## Task prompt
From the entries, filter out every line that lacks "eyeglasses" and copy the rest.

## Data provided
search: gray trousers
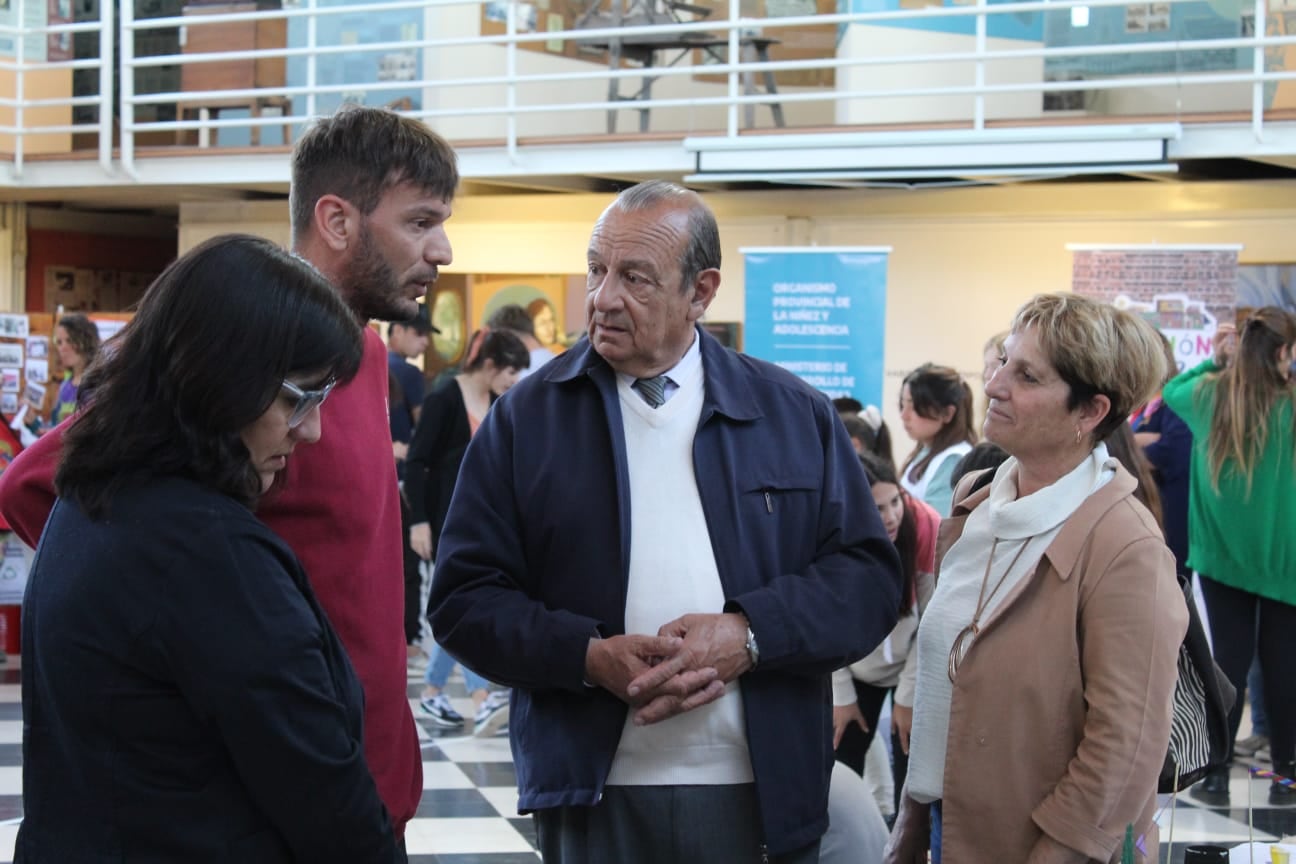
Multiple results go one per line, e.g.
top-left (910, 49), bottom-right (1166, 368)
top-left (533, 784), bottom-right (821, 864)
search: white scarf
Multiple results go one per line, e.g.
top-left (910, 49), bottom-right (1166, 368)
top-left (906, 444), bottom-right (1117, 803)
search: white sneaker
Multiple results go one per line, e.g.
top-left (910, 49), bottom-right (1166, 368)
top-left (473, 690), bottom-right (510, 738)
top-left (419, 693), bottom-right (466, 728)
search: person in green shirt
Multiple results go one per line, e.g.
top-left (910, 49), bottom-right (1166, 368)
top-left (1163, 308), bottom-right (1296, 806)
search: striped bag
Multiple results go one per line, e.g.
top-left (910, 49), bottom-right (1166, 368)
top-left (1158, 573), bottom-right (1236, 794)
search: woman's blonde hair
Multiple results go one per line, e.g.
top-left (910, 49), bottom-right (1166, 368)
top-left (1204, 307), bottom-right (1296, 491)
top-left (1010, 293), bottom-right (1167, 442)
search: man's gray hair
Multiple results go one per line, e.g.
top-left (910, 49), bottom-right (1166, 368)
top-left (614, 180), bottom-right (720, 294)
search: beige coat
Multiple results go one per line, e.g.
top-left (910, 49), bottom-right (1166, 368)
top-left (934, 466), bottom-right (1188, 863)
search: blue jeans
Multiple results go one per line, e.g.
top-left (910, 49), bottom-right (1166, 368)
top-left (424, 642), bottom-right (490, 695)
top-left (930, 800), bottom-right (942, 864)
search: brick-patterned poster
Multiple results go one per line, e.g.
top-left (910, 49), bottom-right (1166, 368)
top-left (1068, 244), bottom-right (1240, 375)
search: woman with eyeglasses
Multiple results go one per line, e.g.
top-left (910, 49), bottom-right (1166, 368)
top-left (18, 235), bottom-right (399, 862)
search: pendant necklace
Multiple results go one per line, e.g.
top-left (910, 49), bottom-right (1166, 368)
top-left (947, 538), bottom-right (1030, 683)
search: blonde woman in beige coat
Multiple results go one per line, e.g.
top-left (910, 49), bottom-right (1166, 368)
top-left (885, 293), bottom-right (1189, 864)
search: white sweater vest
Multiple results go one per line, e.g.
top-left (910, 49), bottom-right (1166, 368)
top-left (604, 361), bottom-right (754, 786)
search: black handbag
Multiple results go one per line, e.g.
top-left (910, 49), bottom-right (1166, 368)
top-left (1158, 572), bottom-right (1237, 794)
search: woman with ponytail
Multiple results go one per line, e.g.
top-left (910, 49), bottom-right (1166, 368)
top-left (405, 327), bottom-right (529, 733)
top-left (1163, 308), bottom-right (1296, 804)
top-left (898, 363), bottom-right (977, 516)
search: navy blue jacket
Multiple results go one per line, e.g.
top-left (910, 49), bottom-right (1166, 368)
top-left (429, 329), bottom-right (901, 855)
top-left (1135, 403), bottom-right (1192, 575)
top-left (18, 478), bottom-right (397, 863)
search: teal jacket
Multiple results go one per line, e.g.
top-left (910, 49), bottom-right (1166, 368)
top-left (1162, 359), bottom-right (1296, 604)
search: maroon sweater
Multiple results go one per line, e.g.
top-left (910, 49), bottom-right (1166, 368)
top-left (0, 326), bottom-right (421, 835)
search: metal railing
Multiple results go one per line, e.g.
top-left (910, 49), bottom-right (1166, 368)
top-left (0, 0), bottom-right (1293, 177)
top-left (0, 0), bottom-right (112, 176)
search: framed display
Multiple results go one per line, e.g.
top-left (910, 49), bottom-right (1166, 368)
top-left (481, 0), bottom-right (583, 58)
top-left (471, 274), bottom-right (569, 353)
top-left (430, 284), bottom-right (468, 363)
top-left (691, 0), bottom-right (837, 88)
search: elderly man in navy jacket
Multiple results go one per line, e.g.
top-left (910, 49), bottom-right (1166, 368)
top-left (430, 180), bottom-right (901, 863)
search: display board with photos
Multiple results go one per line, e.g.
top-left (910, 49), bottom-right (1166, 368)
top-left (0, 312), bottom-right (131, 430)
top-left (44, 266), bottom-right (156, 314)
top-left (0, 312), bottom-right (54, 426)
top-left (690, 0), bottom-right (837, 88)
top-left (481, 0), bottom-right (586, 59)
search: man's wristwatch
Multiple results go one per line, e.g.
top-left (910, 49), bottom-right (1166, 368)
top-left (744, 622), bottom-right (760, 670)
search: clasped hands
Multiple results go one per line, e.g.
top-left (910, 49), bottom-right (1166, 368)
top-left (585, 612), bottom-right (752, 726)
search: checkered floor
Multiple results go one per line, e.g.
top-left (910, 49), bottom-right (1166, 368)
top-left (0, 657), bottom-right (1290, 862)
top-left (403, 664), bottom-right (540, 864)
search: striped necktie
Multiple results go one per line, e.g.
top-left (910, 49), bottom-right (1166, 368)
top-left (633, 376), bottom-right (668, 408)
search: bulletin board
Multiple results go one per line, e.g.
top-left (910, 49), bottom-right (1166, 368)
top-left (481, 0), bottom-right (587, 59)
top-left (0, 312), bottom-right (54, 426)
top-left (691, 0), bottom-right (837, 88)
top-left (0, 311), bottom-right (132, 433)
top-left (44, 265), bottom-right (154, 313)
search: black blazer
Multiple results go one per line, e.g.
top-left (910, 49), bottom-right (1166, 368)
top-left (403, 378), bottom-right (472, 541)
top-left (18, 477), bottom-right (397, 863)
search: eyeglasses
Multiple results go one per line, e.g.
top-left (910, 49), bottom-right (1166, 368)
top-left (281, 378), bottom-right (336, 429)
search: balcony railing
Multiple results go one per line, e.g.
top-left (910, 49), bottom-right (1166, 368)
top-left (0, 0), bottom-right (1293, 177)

## Response below
search: woman with eyeglasses
search: eyeglasses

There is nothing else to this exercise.